> [Exercise goal]:
Turn the lines of the entries from the line containing "Exercise. For every instance of the red bikini strap, find" up to and including the line containing "[(241, 181), (200, 185)]" into a numbered list, omitting any blank lines.

■ ■ ■ ■

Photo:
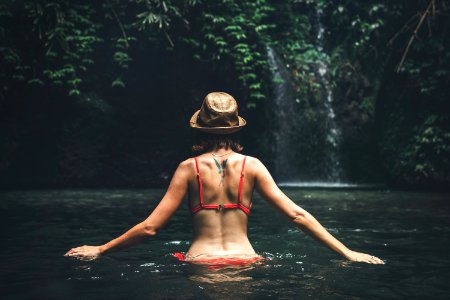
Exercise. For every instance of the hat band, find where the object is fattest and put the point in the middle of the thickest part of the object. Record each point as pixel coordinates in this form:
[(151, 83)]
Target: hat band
[(205, 124)]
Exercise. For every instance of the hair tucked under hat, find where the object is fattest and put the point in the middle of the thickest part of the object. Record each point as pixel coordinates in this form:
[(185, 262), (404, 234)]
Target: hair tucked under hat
[(218, 114)]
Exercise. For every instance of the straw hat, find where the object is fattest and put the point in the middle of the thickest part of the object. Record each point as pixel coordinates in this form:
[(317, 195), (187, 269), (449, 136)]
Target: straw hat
[(218, 114)]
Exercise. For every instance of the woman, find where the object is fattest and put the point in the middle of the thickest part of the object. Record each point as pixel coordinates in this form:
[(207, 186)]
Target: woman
[(220, 183)]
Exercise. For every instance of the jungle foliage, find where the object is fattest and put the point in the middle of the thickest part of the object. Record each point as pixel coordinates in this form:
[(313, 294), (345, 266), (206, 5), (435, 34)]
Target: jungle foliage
[(388, 67)]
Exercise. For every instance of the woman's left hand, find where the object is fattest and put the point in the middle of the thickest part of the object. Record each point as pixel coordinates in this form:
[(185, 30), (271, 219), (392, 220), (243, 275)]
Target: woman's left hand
[(85, 252), (363, 257)]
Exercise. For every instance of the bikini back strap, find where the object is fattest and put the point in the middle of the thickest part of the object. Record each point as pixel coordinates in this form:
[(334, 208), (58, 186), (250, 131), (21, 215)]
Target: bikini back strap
[(200, 185), (241, 181)]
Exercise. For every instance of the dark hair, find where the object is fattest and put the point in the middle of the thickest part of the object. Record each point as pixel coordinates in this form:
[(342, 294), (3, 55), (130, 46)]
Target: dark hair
[(205, 142)]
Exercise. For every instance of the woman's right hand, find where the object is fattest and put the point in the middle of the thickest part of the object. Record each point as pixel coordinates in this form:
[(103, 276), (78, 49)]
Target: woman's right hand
[(363, 257), (85, 252)]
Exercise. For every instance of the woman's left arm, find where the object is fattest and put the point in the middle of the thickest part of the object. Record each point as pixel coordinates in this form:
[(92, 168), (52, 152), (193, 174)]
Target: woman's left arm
[(150, 226)]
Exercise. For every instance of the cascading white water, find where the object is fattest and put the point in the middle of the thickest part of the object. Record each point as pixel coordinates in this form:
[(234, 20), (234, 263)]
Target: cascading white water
[(333, 133), (285, 121), (289, 124)]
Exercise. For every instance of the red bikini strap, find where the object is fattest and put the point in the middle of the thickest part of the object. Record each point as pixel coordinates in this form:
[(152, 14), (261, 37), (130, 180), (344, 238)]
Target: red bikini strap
[(241, 181), (200, 185)]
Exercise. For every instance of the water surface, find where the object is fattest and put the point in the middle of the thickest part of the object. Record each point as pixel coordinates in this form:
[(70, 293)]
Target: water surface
[(410, 231)]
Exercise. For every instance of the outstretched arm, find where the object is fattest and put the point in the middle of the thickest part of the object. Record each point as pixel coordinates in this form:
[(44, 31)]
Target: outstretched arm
[(147, 228), (268, 189)]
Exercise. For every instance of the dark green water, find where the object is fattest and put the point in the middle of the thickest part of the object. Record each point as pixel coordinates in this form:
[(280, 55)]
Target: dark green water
[(410, 231)]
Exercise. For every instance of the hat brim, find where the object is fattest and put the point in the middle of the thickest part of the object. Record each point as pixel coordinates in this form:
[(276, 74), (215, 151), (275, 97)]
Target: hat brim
[(218, 130)]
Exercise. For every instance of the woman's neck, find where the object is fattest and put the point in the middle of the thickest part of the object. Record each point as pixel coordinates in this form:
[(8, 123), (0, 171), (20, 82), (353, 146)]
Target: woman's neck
[(218, 152)]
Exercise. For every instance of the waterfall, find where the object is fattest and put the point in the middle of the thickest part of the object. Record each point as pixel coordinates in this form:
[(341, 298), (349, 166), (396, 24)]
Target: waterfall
[(285, 120), (333, 137), (294, 138)]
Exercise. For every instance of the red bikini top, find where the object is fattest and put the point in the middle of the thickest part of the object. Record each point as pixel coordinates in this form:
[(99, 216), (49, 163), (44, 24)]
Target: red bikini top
[(239, 205)]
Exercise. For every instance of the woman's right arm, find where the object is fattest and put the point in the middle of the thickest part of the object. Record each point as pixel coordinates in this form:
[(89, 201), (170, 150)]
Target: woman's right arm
[(267, 188)]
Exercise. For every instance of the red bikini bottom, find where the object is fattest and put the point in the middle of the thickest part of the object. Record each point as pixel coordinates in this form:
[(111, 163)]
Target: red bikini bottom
[(220, 262)]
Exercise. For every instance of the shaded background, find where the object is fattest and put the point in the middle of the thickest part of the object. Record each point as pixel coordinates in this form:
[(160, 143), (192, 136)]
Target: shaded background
[(99, 94)]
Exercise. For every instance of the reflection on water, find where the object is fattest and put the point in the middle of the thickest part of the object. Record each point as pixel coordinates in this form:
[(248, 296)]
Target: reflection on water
[(410, 231)]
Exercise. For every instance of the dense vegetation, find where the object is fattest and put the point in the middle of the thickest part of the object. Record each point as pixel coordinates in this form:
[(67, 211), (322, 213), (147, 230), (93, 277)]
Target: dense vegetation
[(99, 93)]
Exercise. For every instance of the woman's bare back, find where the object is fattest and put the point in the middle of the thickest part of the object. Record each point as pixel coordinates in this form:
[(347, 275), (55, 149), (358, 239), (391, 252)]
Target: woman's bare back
[(221, 231)]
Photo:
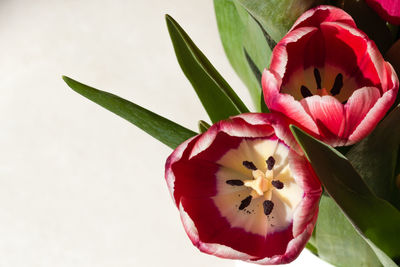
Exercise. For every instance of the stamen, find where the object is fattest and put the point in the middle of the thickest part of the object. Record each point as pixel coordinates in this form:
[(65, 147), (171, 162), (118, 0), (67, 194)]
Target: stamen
[(337, 85), (268, 206), (249, 165), (277, 184), (235, 182), (317, 76), (305, 92), (270, 162), (245, 202)]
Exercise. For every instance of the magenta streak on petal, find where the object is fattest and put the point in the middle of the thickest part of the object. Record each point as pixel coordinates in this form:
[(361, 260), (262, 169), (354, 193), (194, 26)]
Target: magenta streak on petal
[(213, 228)]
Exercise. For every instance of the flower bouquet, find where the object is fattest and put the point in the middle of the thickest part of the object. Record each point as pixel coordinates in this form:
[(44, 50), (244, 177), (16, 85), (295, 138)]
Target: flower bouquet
[(316, 163)]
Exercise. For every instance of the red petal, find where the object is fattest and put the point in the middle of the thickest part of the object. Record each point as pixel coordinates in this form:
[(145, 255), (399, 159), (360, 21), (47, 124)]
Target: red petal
[(213, 228), (388, 10), (307, 180), (358, 105), (329, 115), (174, 157)]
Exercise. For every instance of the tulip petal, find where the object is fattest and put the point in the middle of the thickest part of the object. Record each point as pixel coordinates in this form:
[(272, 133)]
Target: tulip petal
[(358, 106), (174, 157), (284, 103), (387, 9)]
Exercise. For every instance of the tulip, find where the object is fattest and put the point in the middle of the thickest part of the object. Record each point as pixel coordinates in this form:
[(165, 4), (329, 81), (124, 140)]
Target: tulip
[(388, 10), (329, 78), (244, 190)]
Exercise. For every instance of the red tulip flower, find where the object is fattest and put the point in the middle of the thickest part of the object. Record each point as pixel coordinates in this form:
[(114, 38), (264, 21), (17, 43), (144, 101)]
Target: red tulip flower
[(329, 78), (244, 191), (388, 10)]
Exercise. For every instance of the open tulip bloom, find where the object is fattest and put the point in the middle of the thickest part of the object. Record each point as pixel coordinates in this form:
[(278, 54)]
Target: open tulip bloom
[(249, 186), (243, 192)]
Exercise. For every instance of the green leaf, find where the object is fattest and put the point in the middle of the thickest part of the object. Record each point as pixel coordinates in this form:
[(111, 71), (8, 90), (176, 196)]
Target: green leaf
[(240, 32), (375, 220), (375, 158), (217, 97), (277, 16), (337, 241), (258, 75), (168, 132)]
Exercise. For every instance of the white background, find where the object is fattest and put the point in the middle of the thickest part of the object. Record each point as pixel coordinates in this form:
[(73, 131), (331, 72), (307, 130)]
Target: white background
[(80, 186)]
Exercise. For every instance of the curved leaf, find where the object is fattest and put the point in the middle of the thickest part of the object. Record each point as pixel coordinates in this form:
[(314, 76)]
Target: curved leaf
[(217, 97), (375, 158), (337, 241), (168, 132)]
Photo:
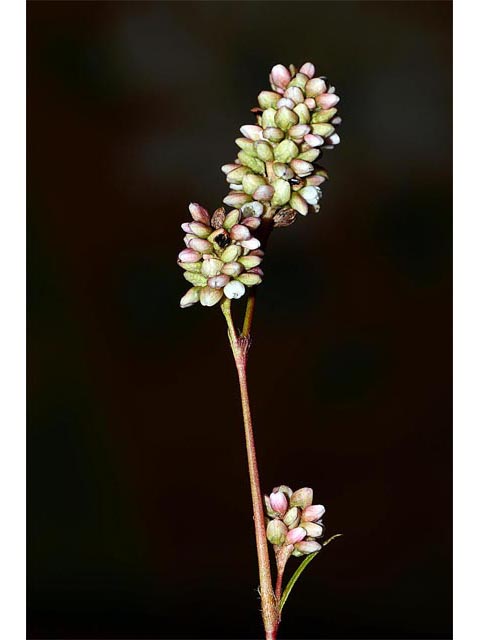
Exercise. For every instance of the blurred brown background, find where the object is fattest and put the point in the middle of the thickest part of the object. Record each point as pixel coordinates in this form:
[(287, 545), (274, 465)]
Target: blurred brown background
[(139, 508)]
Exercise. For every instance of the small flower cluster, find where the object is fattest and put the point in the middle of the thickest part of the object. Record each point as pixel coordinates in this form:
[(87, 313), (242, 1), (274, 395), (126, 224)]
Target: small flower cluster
[(293, 521), (222, 257), (277, 159)]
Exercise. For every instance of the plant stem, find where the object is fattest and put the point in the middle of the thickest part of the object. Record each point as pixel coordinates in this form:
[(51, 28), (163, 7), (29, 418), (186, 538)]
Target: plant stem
[(240, 346)]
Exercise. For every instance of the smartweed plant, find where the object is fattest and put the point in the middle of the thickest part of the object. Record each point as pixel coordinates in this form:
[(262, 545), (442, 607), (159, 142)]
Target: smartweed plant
[(275, 178)]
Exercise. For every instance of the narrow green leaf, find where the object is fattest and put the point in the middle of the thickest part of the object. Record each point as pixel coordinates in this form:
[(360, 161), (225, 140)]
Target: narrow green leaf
[(300, 570)]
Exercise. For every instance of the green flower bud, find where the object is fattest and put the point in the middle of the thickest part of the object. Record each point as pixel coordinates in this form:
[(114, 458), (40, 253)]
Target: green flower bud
[(232, 218), (254, 164), (286, 151), (236, 176), (298, 203), (310, 155), (195, 278), (302, 498), (194, 267), (268, 118), (267, 99), (212, 267), (285, 118), (209, 297), (303, 113), (251, 182), (231, 253), (191, 297), (323, 129), (273, 133), (249, 262), (247, 145), (323, 115), (282, 192), (292, 518), (249, 279), (276, 532), (264, 150)]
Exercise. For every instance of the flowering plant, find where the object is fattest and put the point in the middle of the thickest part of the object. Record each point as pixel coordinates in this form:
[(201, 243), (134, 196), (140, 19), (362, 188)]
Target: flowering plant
[(275, 177)]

■ ■ ■ ■

> [Full output]:
1. Exercise. For every instance of the red bikini strap, find where the object is fattest and put the point in the middle of the thickest part of the object. Record each point as pixel coordinates in this form:
2. [(152, 14), (261, 37), (130, 180), (344, 238)]
3. Target: red bikini strap
4. [(241, 181), (200, 185)]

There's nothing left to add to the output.